→ Required work
Here is the task for the records below: repeat exactly the lines from the one with "the grass field" to the one with "the child's blonde", both included, and nothing else.

________________________

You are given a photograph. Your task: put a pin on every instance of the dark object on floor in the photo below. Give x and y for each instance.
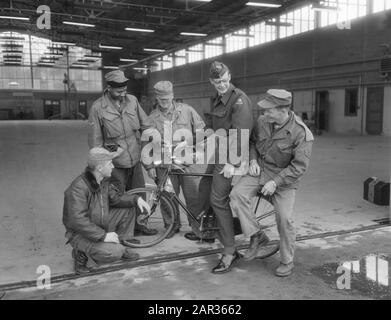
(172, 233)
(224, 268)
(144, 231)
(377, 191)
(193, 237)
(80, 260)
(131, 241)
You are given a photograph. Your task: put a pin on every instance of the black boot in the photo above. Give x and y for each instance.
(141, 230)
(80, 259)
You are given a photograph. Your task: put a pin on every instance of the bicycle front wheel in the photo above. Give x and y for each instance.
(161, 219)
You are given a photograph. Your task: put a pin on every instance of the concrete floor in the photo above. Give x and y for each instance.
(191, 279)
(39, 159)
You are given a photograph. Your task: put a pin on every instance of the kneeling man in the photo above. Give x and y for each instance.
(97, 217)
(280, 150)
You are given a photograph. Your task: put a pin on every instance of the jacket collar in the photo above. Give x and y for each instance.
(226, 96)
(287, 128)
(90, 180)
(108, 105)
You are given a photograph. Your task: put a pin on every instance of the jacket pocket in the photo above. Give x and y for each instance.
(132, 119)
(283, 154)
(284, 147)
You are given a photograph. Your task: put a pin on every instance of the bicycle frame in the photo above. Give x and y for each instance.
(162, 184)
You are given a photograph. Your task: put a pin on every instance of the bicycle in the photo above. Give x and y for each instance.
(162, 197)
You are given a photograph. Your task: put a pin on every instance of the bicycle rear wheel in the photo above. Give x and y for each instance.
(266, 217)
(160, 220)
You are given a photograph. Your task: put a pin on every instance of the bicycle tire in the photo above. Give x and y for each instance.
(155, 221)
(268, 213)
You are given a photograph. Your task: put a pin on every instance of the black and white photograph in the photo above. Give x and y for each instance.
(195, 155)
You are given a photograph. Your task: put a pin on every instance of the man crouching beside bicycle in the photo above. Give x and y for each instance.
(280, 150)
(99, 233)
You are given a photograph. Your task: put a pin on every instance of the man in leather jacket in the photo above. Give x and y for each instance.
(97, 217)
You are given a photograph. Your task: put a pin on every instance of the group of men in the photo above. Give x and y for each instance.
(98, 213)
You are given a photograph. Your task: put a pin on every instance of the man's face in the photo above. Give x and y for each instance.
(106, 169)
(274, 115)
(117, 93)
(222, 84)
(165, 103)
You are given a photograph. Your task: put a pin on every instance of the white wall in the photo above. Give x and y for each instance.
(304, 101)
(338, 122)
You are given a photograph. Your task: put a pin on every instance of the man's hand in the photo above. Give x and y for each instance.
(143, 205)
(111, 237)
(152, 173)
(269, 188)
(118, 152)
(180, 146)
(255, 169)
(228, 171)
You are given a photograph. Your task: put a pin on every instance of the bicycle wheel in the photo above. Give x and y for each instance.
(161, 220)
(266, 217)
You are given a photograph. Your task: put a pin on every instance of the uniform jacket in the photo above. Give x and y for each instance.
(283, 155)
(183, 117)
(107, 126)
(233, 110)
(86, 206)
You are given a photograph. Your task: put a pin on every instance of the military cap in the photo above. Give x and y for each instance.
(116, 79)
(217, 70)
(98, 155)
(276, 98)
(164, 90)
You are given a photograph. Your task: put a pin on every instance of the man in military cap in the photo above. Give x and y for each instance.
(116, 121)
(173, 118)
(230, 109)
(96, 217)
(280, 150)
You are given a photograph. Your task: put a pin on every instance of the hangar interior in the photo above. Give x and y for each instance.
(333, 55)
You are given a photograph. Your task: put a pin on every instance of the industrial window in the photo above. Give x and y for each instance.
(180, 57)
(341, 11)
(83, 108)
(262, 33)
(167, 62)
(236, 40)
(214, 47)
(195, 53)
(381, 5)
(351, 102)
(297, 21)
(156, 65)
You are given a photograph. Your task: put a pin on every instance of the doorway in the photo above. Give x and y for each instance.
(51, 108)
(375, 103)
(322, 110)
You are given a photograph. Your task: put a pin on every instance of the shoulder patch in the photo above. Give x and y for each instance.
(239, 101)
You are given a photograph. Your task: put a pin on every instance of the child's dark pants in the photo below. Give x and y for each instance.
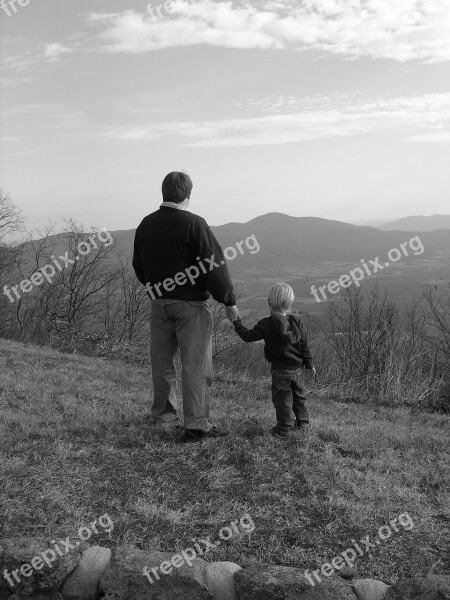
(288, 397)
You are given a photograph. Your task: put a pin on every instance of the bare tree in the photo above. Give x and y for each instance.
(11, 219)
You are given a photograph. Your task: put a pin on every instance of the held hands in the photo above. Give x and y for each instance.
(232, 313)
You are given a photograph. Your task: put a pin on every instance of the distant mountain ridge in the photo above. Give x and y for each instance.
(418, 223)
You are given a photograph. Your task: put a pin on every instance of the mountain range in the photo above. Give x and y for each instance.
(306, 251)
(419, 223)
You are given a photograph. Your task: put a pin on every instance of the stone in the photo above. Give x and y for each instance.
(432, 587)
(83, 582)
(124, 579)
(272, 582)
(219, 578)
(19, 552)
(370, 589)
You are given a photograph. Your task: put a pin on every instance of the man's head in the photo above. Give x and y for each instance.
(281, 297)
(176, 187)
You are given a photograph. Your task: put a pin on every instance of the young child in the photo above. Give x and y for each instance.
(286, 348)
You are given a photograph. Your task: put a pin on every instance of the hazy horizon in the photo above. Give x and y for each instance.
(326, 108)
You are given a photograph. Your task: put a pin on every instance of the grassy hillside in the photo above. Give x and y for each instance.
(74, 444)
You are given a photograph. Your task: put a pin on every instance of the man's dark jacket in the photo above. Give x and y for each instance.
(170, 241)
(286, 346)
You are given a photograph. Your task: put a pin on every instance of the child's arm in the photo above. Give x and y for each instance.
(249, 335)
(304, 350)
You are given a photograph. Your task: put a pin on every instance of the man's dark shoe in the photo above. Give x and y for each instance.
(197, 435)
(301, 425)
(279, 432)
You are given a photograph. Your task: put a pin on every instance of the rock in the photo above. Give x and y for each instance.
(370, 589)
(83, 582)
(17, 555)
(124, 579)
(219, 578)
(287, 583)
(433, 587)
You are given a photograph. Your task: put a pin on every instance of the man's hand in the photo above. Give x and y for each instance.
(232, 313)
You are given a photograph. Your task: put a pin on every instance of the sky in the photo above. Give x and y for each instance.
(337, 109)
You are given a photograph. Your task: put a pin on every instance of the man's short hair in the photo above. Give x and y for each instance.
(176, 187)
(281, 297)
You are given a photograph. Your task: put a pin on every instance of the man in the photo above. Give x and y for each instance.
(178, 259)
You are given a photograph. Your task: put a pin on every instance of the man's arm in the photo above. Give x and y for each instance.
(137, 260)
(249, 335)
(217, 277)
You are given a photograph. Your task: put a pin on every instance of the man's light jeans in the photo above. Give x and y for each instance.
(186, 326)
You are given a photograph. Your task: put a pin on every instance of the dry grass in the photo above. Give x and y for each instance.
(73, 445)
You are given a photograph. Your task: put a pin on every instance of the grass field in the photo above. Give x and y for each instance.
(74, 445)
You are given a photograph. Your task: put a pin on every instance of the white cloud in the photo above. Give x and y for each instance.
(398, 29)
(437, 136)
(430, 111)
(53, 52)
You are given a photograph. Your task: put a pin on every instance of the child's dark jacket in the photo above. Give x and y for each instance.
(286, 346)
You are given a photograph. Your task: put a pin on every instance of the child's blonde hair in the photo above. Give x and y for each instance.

________________________

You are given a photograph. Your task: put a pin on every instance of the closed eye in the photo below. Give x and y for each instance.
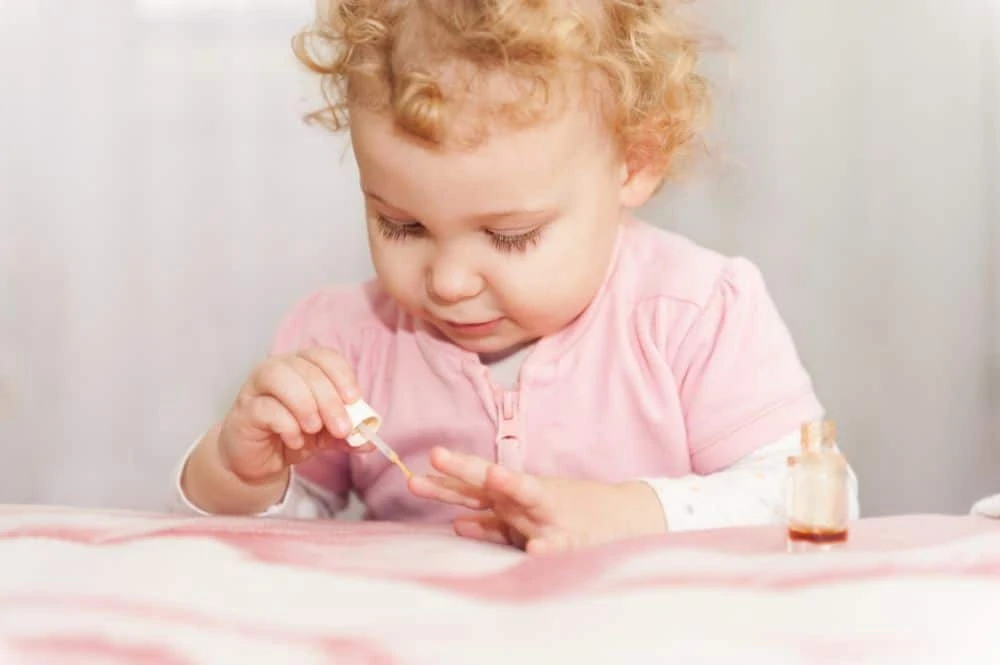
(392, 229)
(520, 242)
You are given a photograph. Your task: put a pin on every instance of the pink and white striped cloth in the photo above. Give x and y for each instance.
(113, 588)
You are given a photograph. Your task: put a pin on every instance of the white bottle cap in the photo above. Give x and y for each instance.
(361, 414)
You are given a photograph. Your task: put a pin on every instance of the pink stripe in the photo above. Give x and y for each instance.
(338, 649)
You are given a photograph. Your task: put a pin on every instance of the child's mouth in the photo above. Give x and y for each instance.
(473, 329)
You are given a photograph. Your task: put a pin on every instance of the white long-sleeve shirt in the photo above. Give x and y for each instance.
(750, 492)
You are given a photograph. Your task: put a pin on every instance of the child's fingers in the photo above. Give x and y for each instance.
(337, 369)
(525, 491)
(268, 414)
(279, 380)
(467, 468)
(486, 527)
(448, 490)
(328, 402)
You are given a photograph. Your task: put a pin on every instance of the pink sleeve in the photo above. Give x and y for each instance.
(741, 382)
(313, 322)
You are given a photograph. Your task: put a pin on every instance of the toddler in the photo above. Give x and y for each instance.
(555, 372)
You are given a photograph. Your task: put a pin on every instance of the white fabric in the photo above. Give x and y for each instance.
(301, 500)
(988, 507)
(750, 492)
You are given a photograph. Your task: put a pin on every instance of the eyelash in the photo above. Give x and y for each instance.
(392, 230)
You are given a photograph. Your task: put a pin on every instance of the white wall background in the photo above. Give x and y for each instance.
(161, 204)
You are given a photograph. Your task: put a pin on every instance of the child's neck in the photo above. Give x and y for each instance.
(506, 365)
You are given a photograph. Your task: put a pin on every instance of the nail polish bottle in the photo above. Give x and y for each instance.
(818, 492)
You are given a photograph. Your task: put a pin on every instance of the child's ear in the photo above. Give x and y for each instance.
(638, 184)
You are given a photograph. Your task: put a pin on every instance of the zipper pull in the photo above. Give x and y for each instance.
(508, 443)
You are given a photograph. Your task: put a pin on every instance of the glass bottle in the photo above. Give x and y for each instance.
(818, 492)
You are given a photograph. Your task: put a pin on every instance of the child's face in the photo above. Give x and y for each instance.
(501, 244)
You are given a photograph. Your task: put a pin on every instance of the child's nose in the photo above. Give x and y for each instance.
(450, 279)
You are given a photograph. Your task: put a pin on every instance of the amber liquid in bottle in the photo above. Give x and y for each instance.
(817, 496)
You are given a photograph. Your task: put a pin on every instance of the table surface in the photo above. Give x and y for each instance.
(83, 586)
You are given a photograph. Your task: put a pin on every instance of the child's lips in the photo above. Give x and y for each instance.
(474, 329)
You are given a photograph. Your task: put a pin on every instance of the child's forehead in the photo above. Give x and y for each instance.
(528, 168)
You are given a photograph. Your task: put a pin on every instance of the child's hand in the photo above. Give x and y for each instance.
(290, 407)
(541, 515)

________________________

→ Answer for the task
You are given a photograph. Your task: put a pin on every instance of the grass field in the photo above. Give x and y for each instance.
(74, 445)
You are given a photograph. Your task: put a pin on every instance of the white cloud in the photo above. Give x and y for each instance.
(398, 29)
(437, 136)
(430, 111)
(53, 52)
You are given a photograph. Your task: put a pin on every instance of the child's dark jacket in the photo above. Give x and y for each instance.
(286, 346)
You are given a photograph. Your task: put a pin on every instance of the child's blonde hair in the photo above. Give x and y for each instance.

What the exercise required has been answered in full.